SHORT PROBLEM:
Return every line of the data below word for word, from start to finish. Leave the pictures out.
——
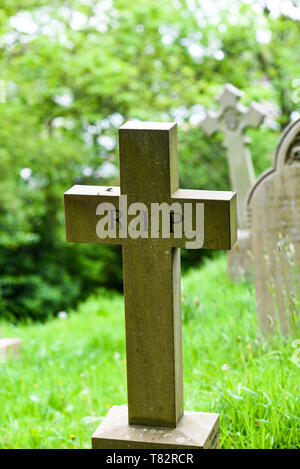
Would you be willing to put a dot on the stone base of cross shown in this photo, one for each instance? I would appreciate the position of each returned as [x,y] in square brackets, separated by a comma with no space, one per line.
[196,430]
[152,219]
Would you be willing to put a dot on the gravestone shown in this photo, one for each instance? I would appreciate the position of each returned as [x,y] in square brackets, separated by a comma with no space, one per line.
[233,119]
[273,211]
[9,347]
[151,266]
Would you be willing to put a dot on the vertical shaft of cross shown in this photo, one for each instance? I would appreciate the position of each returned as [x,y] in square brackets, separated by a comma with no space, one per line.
[151,283]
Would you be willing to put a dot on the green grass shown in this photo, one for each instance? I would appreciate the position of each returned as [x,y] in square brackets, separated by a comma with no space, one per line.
[71,371]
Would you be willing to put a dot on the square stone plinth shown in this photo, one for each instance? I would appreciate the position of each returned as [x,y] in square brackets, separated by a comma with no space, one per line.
[9,348]
[196,430]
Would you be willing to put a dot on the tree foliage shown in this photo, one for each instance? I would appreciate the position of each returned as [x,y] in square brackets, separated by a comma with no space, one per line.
[73,72]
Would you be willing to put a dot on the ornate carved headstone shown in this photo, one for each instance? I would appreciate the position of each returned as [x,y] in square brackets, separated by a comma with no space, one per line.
[273,211]
[151,265]
[233,119]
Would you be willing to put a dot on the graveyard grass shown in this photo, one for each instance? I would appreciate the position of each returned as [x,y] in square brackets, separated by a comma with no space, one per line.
[73,370]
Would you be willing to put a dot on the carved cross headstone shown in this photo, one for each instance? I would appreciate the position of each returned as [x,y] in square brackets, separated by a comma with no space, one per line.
[151,266]
[273,210]
[233,119]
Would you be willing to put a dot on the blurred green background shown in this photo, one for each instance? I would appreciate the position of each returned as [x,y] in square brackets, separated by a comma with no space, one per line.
[71,72]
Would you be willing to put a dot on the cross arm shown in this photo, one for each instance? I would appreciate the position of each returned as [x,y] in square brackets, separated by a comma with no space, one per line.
[220,229]
[81,204]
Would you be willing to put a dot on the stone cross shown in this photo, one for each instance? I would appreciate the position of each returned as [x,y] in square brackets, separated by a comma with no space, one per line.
[151,267]
[273,212]
[232,120]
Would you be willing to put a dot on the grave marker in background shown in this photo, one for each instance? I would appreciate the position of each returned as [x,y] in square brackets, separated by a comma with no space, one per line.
[233,119]
[273,210]
[149,175]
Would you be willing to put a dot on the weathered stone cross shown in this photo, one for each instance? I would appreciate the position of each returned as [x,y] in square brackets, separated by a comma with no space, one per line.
[233,119]
[151,266]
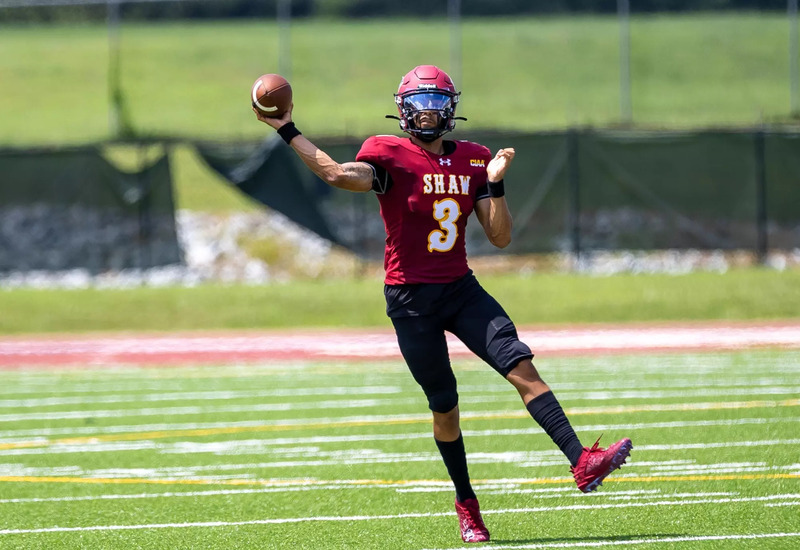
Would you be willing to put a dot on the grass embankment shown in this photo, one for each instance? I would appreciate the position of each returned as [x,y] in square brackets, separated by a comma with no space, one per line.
[745,294]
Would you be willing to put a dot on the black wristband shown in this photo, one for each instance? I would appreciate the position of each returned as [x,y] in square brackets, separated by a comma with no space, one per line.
[288,132]
[496,189]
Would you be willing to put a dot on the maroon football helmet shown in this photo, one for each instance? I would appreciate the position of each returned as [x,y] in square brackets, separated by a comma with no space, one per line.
[427,88]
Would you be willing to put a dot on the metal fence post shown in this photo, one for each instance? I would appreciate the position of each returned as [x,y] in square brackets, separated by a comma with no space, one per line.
[762,244]
[574,179]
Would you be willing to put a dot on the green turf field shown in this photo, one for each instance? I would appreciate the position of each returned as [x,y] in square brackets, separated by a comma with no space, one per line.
[193,79]
[740,294]
[339,455]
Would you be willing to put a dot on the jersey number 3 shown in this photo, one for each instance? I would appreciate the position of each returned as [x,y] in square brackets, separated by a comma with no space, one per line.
[446,212]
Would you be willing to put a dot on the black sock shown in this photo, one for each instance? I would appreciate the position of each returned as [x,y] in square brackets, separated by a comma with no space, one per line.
[455,460]
[546,410]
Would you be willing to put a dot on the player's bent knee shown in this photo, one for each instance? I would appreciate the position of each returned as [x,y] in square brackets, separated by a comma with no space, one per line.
[443,401]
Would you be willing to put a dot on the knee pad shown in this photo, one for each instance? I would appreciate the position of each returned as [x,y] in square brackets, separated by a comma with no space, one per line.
[443,400]
[505,348]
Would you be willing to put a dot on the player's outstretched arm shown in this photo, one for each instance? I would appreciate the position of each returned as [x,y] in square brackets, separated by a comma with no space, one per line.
[493,213]
[352,176]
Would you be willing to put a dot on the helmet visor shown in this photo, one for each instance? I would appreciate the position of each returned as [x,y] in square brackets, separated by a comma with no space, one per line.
[428,101]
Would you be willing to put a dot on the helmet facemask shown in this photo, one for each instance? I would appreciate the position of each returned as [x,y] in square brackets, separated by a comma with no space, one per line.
[413,103]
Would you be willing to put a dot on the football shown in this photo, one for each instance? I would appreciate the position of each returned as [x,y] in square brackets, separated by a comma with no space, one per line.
[271,95]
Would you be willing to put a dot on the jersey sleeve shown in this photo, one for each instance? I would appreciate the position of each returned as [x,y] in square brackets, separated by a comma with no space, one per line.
[483,153]
[374,153]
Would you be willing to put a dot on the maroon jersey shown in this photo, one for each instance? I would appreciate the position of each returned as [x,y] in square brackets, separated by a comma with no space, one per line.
[425,209]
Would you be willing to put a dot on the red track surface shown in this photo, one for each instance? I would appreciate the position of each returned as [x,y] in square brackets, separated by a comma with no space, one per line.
[239,347]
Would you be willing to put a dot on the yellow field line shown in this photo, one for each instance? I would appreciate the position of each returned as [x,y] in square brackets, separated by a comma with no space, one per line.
[137,436]
[373,482]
——
EXERCISE ANSWER:
Would you be willing to put a dot on the stone base of cross shown in this photo, one for each instance? I would appreciate the position of each returned as [x,y] in square brackets, separated by a comma with no space, one per line.
[196,430]
[152,219]
Would you be willing to put a dot on the gravestone shown in this photo, one for each instance? I would appreciate the position of each returned as [x,y] in square brackets, separated by a comma with no space, one per line.
[233,119]
[273,211]
[9,347]
[151,266]
Would you be willing to put a dot on the vertical shaft of cross shown in this photo, one for each instance? I would appreciate the position of each returned as [x,y] in square brackets, separated by a comma with no space, one per line.
[151,283]
Would you be willing to put a dot on the green grass shown in this photo, one for each instance? I would appreciate the position of each returned as [x,y] in square brackets, separated by a comma with no space, one per line.
[71,371]
Would you be willing to put a dot on the square stone plinth shown in this photo, one for each instance? I would appreciate the position of each returned as [x,y] in square brackets, separated by a comma with no space, one per line.
[9,348]
[196,430]
Would you be willing to put a dot on the tree foliage shown in this photo, one for each instance? I would appreciate the position of each returned as [x,y] in square brackets, separated by a comma with no space, one per line.
[73,72]
Would you be willing to put a dot on the ornate carved headstone shown in this photo, one for each instance? I would appreciate the position of each returned as [x,y] in square brackets, separated by a comma with no space, one per line.
[273,211]
[151,265]
[233,119]
Would you be willing to put a dot on the graveyard grass shown in this photo, one for each instance? I would appreciate the position of each returned as [x,y] in square brackets, separated by a comma with no space, one per line.
[73,370]
Would you be willing to put a dot on the carved cross headstone shown in this photo, one for each instance? I would appreciate the position of each returned as [x,y] in square brackets, separated by a comma with no space, one per line.
[151,266]
[273,210]
[233,119]
Would you be willing to put a dot on the blurred green background shown in this photo, one for each instance? I would appreciate the position of each returned as [x,y] in square brackets, separated by a comma with no space, one per line.
[71,72]
Would you be willing to put a dot on the cross arm shown in this photo, one for each instance? I would appreciate the position of each returned as [x,y] in square brackets, separated by a comma with no space, one per line.
[220,229]
[81,204]
Would you be willing to put a dot on the stone cross shown in this photo, one for each instance? I would appreciate the position of each returned as [x,y] in square brackets, separated by a comma with no space, one per line.
[151,267]
[273,212]
[232,120]
Would you be willing to put a dot on the grave marker in background shown in this photo, one for each instance? I would appreciate the position of each returned as [x,y] in square brackets, separated by a comma with no space, one per line.
[233,119]
[273,210]
[149,175]
Would you be willing to put a dot on the weathered stone cross shown in this photo, one for each instance? I would appreciate the position of each returned as [x,y] in square brackets, separated by a comma with no space, one per line.
[233,119]
[151,266]
Would you be willing to put a dot on the grass embankment shown in this photo, one for each instance? I would appreciate the position of each returned as [x,y] in square brackets, separated by a comma with no space, one per line.
[745,294]
Would you be willing to put a dot on the black wristband shown in this photo, one for each instance? I would appreciate the position of each returned as [x,y] in square brackets, separated by a comma with no space, one per line.
[288,132]
[496,189]
Would you be willing to put a dot on the maroon football helmet shown in this photo, one for each instance? I would appreciate the position of each returned as [x,y] in square brackets, separated by a comma with no space, one per line.
[427,88]
Would you be willing to put a dot on the metal fence post shown in this photo, one for each instance? I would appreciate the position of each returned as [x,y] in square brackets, separated by a comma with no space, one per line.
[762,244]
[574,179]
Would you be willing to put a dot on the green turf field shown in this photo, one for each instance? I would appreciate the position of each returned as [x,y] in square brackets, separated by a comma with no space, one per line.
[193,79]
[740,294]
[339,455]
Would you be willing to put a dot on the jersey number 3 shown in this photo, one for each instance? I would appreciate the position of each returned as [x,y] in square brackets, separated by a comma with no space, one per line.
[446,212]
Would you be willing to put a dot on the black sock shown in this photo, one for each instance? I would appreciate the position of each returned as [x,y] in square brackets, separated by a comma with no space, one per line.
[455,460]
[546,410]
Would you be willing to put a dot on the player's bent knee shown in this photo, one for each instance? I would appreciate the position of each returned as [x,y] in square brackets, separated by a comma with no space, one per line.
[443,401]
Would you be willing to put a dot on the knee pad shown in this photo, one for each instance? I would appreciate the position of each returned as [x,y] in square brackets, separated by a comma with no space, one per line.
[443,400]
[505,348]
Would you be willing to put a dot on the player's outstretched arm shown in this photo, one for each instance? I would appreciate the position of each returned as [x,y] in square brackets, separated by a comma with no space, one per line.
[493,213]
[352,176]
Would you be willing to put a dot on the helmet visor shown in this photo, one for each instance? I would appreciate the position of each returned as [x,y] in square brackets, separated by a comma with no space, one per line.
[428,101]
Would you be willing to put a dot on the helmet facemask shown in this photo, one for each instance? I would appreciate the position of each returned as [x,y] in square brackets, separated by a comma with no space, one per line.
[413,103]
Would you be willing to put a dot on the football shown in this photo, one for each instance? I would appreciate the position of each returned as [x,y] in square brackets, separated by a comma with no space, one per line.
[271,95]
Would you be willing to put a dot on the jersey sleeve shown in this photo, one for each instance? I would appreciate the position of each returned as [x,y] in square brackets, separated by a comma with no space, one per line.
[483,153]
[374,153]
Would you be willing to put a dot on the maroon jersey shown in this photo, one for each instance? I would appreciate the position of each returned as [x,y] in square brackets, separated by a comma with no space, one per line.
[425,209]
Would you be willing to put a dot on the red track surface shown in this photo, one for each instance? I would appreciate the position of each returned as [x,y] in square brackets, separated by a comma with no space, one per line.
[239,347]
Would you be willing to put a dot on the yellow field line shown in this photo, one for each instance? I would appreciate the position of each returned as [x,y] in square brackets, separated by a comma with no space, one per line.
[137,436]
[373,482]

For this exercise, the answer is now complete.